→ Supplied data

____

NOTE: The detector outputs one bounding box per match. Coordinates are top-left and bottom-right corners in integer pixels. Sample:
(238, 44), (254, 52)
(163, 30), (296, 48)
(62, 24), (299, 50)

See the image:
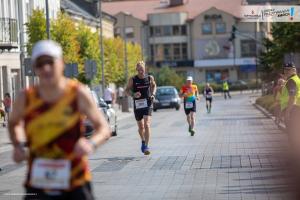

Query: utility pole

____

→ Given exercise
Copy the material above word for word, leaving out the picture.

→ Solved problem
NOTE: The detector outputs one bounding box per match. Coordinates are top-left and bottom-right corners in integer pixels. Sample:
(238, 44), (254, 52)
(163, 30), (296, 48)
(62, 24), (299, 50)

See the image:

Query: utility pole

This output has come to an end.